>> start

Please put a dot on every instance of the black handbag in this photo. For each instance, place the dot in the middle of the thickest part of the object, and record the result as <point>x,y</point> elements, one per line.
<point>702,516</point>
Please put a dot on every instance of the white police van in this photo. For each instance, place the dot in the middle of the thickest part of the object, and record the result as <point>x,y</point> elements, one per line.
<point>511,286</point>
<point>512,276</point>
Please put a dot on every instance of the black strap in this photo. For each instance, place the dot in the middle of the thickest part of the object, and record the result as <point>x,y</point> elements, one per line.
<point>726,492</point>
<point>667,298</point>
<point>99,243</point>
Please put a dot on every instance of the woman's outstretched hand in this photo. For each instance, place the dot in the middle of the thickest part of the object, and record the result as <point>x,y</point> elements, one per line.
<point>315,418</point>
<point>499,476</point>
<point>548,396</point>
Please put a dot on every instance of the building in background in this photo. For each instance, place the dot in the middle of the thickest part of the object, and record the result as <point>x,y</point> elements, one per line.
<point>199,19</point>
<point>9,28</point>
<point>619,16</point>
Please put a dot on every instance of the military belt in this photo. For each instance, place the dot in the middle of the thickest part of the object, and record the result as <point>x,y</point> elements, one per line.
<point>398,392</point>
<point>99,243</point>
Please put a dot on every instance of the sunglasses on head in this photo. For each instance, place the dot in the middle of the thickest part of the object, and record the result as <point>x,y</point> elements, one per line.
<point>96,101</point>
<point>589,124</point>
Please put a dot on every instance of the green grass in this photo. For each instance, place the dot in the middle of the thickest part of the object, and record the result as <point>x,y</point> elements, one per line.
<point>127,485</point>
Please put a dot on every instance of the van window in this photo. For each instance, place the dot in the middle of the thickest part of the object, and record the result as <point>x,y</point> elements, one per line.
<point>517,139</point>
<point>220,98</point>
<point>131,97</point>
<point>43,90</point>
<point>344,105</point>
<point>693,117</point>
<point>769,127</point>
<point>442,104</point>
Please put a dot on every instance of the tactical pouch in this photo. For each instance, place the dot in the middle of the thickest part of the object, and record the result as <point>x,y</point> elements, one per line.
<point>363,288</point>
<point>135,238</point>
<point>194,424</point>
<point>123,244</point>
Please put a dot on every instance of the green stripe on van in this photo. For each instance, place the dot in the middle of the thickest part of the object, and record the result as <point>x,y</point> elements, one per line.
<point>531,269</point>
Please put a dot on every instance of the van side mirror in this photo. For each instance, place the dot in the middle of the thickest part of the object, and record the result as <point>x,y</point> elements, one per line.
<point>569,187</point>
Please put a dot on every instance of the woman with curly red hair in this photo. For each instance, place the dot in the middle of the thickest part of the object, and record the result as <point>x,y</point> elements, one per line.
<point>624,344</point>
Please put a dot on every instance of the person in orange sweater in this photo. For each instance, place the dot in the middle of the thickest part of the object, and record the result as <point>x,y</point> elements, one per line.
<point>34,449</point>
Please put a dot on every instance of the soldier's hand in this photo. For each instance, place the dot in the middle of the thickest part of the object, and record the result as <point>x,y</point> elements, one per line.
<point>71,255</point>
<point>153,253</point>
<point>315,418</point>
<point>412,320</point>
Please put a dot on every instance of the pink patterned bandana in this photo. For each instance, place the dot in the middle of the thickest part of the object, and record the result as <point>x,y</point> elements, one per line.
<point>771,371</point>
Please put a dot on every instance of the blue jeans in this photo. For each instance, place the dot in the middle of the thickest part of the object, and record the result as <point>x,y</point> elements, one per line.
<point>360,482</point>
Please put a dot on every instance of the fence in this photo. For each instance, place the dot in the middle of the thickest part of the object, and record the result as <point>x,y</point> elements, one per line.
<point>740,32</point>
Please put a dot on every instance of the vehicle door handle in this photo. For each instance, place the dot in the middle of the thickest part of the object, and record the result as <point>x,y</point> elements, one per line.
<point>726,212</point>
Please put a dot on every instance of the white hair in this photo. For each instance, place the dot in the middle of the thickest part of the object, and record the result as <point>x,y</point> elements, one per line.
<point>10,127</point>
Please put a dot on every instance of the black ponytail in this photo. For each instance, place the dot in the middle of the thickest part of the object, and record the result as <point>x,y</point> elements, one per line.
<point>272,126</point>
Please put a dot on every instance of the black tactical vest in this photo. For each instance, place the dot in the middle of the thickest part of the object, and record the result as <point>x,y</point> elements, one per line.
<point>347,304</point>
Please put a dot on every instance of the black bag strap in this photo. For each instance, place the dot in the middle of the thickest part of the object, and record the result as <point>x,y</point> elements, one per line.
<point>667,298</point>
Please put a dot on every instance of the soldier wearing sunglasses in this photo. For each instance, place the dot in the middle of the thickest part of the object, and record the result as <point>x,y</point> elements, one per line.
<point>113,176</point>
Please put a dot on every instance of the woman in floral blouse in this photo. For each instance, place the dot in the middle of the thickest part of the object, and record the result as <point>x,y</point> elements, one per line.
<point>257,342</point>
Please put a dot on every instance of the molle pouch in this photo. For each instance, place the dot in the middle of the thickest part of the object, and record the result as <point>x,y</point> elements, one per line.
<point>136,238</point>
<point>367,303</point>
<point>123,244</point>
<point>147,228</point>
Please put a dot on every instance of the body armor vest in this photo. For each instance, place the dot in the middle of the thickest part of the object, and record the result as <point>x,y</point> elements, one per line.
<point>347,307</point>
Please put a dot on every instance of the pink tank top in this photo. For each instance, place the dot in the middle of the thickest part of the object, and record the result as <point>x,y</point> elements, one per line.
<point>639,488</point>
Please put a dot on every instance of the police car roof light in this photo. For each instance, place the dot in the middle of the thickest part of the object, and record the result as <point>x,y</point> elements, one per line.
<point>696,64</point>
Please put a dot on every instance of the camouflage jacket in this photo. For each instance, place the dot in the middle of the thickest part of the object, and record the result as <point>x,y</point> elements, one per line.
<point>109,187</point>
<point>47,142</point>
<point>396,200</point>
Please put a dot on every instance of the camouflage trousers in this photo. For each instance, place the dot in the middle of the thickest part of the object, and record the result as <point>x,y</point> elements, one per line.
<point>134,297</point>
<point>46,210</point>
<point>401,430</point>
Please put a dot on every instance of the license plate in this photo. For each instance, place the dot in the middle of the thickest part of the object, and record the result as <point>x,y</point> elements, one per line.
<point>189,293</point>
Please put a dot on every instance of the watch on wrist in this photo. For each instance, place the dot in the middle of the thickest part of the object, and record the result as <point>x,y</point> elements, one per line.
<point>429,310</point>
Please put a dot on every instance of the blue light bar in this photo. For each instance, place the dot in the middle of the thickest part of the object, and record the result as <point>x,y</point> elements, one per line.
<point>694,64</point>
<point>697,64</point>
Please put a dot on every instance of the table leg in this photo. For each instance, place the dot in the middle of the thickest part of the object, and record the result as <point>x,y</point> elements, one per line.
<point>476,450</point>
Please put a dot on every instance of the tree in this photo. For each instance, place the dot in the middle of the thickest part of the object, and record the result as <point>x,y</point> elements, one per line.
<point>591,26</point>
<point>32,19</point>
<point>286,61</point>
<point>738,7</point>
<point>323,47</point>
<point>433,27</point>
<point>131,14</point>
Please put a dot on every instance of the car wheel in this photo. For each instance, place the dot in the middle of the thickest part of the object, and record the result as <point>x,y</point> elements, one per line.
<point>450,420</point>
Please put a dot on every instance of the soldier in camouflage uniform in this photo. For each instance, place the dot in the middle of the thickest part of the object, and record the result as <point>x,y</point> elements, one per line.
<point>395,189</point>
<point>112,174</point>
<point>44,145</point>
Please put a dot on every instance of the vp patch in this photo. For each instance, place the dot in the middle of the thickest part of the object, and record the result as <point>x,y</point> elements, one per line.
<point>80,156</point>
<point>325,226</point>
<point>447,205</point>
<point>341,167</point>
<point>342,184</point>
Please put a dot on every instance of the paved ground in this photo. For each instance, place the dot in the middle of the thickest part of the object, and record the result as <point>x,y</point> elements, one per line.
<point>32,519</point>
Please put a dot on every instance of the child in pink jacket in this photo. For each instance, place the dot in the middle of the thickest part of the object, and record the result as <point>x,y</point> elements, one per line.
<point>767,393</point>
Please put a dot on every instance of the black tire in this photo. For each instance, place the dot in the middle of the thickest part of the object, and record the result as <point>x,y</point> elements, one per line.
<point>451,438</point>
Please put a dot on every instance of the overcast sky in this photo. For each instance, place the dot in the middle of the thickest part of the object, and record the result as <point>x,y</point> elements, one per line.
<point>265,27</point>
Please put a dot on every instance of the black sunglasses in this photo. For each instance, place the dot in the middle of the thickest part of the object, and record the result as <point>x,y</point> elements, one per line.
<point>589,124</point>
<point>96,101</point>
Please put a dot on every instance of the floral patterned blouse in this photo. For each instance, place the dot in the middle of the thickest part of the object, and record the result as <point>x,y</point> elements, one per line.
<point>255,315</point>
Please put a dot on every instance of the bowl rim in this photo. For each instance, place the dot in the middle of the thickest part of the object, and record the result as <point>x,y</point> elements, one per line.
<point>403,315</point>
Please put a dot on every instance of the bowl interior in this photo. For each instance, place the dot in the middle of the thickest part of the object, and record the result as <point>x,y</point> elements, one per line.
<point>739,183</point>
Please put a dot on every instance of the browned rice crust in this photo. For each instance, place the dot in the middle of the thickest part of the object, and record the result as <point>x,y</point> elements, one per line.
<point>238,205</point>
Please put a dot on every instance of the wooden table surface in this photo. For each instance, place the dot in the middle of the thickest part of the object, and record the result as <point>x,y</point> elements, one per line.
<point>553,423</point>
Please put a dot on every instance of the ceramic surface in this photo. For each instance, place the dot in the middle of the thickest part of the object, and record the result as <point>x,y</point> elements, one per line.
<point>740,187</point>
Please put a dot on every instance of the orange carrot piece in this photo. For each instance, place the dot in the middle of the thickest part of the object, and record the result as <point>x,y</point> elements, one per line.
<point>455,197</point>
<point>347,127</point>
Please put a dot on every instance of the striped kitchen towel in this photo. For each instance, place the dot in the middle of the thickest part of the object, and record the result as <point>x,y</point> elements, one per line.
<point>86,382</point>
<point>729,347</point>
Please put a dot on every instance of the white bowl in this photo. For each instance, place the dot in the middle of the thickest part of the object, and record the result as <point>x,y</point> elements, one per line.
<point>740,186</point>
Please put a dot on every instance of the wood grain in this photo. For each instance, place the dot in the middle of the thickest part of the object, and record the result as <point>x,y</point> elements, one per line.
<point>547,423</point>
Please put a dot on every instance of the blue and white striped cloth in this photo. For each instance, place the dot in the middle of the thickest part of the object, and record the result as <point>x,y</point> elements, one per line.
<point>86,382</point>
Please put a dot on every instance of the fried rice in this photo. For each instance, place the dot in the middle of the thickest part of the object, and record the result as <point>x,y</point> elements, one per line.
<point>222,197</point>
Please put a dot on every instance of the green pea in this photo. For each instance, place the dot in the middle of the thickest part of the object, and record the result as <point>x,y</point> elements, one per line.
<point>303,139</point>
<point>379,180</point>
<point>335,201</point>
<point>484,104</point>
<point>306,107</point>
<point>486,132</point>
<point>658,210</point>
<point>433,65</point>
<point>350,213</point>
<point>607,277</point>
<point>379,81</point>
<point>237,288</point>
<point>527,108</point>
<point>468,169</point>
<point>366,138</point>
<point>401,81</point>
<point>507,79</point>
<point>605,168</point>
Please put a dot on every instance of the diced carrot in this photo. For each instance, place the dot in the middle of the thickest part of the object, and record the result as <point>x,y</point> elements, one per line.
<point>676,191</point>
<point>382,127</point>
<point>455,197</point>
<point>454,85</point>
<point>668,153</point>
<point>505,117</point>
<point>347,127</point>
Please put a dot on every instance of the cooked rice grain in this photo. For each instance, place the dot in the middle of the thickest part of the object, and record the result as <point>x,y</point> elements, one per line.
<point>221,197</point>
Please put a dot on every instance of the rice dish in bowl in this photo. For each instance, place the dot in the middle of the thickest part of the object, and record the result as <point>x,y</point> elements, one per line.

>> end

__Instructions to follow__
Copy out again, unchanged, the records between the line holding "Please put a dot on every instance of the browned" and the line holding "<point>547,423</point>", inclusive.

__Exercise answer__
Please put a dot on every instance of the browned rice crust in this photo. For each instance, place the dot in the middle of the thickest part of the object, and record the result as <point>x,y</point> elements, one per line.
<point>238,205</point>
Please put a dot on every instance of the wooden table surface in this photo. For each instance, place the dot in the middle of the thickest part of the object, and record the result as <point>x,y</point> elements, one per line.
<point>553,423</point>
Please put a dot on every instance of the ceramic surface in this photo. For each instance, place the dot in the middle of the thickest part of the object, and record the result as <point>x,y</point> elements, one per line.
<point>740,187</point>
Please put a dot on every instance of the orange carrot piece in this photo. For each instance, place the dot in the middle of the thickest part of the object, and record the result as <point>x,y</point> elements, one per line.
<point>455,197</point>
<point>347,127</point>
Please put a dot on every instance of the striped kitchen towel in this photo. For each instance, place the dot in the middle of the thickest part of the object, and record the result as <point>x,y</point> elements, one per line.
<point>86,382</point>
<point>729,347</point>
Please put a dot on every instance of the white bowl in this photo. For each instance, place the dot in the middle of the thickest part of the object, and record the result as <point>x,y</point> elements, one per line.
<point>740,186</point>
Please put a dot on every instance of the wood grain in this photo. For each instance, place the dot in the middle of the thickest part of the object, and record the result as <point>x,y</point> elements, one per line.
<point>547,423</point>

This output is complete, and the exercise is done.